◆ What you should do ◆
Quote the following lines verbatim, reproducing each one without alteration.

Location annotation dataset excerpts
• • • •

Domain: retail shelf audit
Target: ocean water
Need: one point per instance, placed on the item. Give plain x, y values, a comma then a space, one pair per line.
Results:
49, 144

• • • •

◆ Answer for this exercise ◆
Domain: retail shelf audit
Target: ocean water
Need: one point per instance, placed on the item. Give plain x, y values, a comma then a space, one pair per line.
Results:
49, 144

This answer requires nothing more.